-- Tasks to carry out --
1. In the car seat post, which substances did healthystuff.org measure to rate the seats?
2. Write the next part of the car seat post, picking up right after its last sentence.

So, I've got this potentially toxic car seat on my hands (see my previous post). Now what? It would be foolish to throw it out -- car seats save lives. My child is still better off with the seat than without one.
If I were in the market to buy a new car seat, I would cross-check safety ratings with the list at www.healthystuff.org. While they have not checked for all potentially dangerous chemicals, they have based their ratings on the level of lead, cadmium, chlorine, arsenic, bromine, and mercury found in the car seats. (These substances have been linked to allergies, birth defects, impaired learning, liver toxicity, and cancer.) You can find seats that perform well in crash tests and in toxicity tests, but it's not easy to find a perfect fit, especially when you have to look at cost, size, functionality, and availability.
One thing to watch out for is that the same manufacturers, including Graco and Britax, have models on both the ten best list and the ten worst list for toxic chemicals. Make sure you check the model name of your car seat -- you can't rely on the brand name alone. The list also shows that even expensive brands like Recaro aren't necessarily the least toxic.
If you're in my shoes and you're already stuck with your car seat purchase, here's how you can help protect your child. The good thing is you're probably doing some of this stuff already.
1. Vacuum the seat and the entire car interior regularly with a HEPA-filter vacuum. This will not only remove stray cookie crumbs, but also the toxic chemicals that get attached to fine dust particles, which your child can inhale or ingest.
2. Wipe down the seat and the entire car interior with a damp cloth or a microfiber cloth to prevent dust from flying around. (You need to get the jelly smears off anyway, right?)
3. Wash your child's hands with soap and water every time he gets out of the car seat. Kids have a higher exposure to toxic chemicals because they are constantly putting their fingers in their mouths. Keep those little hands clean and you'll reduce your child's exposure to toxic chemicals in general. (Avoid "antibacterial" soap -- it's not any better than regular soap, and it contains chemicals called triclosan and triclocarban, which have been shown to interfere with hormone production.)

-- Dataset entries --

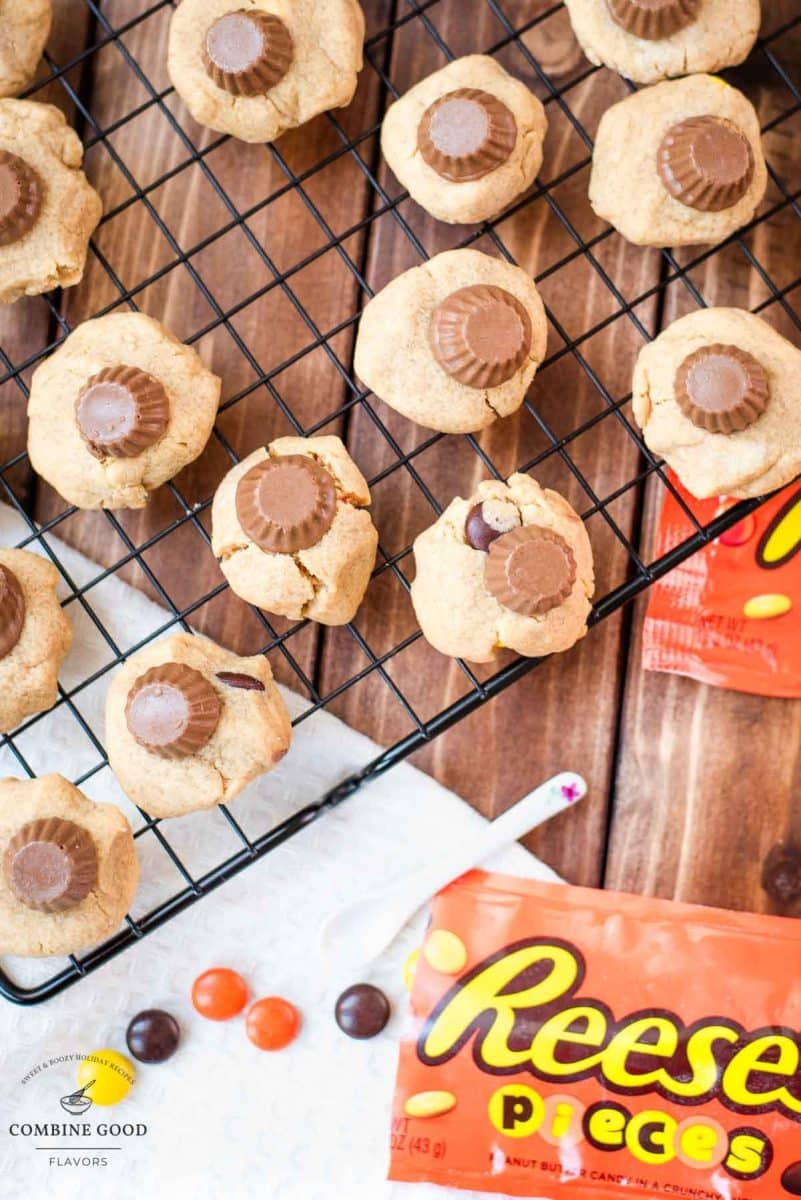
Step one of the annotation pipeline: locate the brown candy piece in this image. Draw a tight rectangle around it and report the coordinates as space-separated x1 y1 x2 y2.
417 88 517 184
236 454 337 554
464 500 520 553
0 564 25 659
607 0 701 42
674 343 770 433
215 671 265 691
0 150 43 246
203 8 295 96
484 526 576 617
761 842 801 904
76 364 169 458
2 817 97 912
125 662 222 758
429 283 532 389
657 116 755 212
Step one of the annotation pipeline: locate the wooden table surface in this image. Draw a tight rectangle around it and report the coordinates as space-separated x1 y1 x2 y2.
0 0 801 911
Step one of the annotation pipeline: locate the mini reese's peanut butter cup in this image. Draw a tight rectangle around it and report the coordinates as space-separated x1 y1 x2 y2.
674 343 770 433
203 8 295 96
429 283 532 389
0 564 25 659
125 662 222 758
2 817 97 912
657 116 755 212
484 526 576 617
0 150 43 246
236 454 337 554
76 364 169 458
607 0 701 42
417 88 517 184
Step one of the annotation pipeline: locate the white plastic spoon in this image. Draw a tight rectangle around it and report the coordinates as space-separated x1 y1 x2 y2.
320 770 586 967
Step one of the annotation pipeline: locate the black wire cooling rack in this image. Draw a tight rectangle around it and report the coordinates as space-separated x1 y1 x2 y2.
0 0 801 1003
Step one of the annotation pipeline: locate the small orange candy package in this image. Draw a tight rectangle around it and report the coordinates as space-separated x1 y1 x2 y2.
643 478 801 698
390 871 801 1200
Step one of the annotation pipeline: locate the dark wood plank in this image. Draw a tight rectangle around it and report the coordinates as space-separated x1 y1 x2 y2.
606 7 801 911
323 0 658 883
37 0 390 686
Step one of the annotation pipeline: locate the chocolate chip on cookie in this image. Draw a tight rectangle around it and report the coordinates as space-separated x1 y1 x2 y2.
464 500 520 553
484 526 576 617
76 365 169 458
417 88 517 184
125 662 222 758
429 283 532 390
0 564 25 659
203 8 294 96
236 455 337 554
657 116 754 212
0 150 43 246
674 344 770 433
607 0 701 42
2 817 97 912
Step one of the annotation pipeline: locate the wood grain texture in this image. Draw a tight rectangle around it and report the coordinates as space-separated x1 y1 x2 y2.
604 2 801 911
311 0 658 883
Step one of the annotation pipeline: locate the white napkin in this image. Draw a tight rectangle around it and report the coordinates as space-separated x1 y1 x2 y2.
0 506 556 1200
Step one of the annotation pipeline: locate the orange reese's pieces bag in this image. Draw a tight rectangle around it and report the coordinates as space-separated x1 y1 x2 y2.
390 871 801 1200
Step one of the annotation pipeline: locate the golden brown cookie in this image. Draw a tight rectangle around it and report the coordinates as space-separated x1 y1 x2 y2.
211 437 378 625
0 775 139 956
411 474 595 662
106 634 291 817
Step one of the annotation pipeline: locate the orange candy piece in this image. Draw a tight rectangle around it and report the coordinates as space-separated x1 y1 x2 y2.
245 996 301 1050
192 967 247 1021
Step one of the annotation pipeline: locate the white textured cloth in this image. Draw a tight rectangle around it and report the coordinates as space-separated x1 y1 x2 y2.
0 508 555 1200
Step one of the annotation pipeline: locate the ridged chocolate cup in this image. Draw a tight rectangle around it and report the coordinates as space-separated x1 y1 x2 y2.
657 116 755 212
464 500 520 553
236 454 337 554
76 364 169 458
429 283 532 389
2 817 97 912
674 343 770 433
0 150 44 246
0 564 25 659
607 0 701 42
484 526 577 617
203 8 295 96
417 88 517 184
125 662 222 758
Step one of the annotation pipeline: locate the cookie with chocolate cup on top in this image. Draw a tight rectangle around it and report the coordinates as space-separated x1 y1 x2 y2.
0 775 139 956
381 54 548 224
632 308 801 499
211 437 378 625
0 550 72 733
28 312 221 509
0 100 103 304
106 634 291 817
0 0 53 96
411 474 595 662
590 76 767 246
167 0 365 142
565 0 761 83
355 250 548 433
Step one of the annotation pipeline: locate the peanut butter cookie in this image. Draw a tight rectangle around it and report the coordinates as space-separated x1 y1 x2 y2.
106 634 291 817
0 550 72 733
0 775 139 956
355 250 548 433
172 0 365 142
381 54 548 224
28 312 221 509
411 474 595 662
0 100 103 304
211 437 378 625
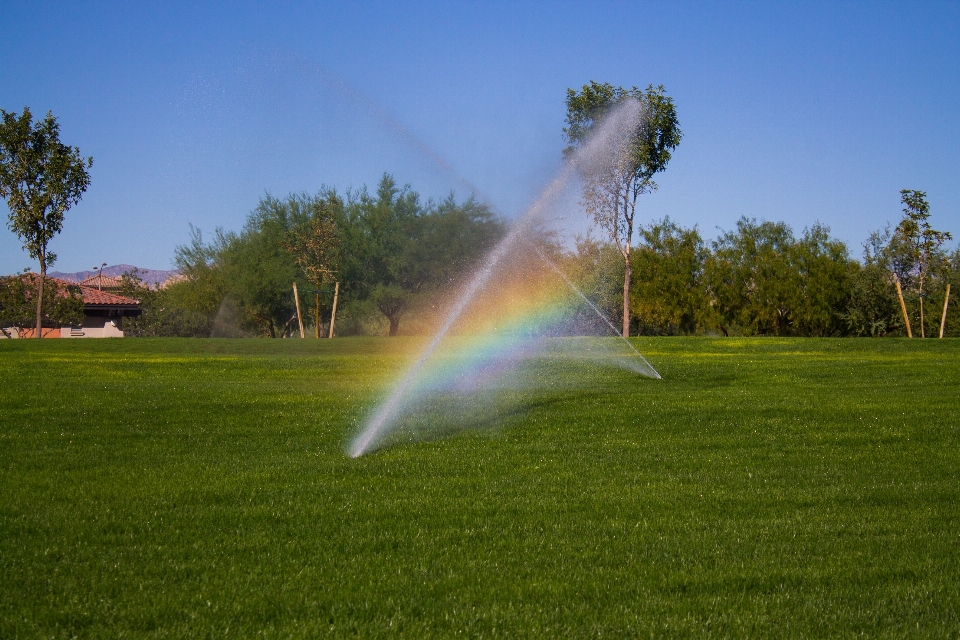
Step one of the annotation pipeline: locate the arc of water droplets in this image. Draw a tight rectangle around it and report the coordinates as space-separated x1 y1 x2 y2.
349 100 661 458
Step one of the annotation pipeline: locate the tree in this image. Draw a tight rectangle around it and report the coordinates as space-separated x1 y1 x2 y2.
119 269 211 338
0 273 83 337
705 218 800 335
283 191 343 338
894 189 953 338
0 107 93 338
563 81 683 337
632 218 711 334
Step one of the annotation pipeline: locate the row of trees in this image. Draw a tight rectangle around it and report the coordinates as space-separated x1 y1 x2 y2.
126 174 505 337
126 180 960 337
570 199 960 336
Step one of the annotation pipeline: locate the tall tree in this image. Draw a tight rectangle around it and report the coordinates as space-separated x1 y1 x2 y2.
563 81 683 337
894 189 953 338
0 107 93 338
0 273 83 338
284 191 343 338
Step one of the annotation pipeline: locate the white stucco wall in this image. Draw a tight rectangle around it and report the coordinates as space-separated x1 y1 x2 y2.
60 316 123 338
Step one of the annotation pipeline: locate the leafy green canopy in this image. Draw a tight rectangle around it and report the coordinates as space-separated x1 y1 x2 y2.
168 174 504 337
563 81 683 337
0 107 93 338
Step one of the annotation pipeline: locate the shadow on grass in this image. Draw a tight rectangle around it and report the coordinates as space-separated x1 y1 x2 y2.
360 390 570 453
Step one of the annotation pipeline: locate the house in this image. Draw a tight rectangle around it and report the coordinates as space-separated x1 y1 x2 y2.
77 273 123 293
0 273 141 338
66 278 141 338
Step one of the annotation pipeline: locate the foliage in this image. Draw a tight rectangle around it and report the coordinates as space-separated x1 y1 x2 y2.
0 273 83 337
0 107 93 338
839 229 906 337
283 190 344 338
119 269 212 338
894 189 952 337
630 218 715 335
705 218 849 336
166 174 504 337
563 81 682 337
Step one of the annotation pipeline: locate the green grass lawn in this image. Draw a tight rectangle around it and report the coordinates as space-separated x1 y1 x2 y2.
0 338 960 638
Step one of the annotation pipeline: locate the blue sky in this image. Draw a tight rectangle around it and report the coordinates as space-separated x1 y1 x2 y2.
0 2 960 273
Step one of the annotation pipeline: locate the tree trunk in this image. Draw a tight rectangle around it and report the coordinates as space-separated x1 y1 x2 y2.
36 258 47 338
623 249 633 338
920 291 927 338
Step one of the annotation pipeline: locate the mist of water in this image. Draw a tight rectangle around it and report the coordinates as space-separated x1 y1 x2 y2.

-- Results of the exercise --
1. Lead, cadmium, chlorine, arsenic, bromine, and mercury.

2.
4. Air out the car after sun exposure. If you've parked your car in the sun, the heat can encourage the release of toxic chemicals from upholstery and even the car interior. Open up doors and windows and let the car air out before you drive off.
5. Demand stronger consumer protections. Why is it even possible to buy a car seat that's laced with toxic chemicals? It's because the chemical industry has been allowed to bring tens of thousands of chemicals onto the market while providing little-to-no information about their health effects. The current law that is supposed to protect us from toxic chemicals puts the burden on the EPA to test them. In 35 years, they've tested 200 chemicals, and chosen to regulate just five. That's right. You can count them on one hand.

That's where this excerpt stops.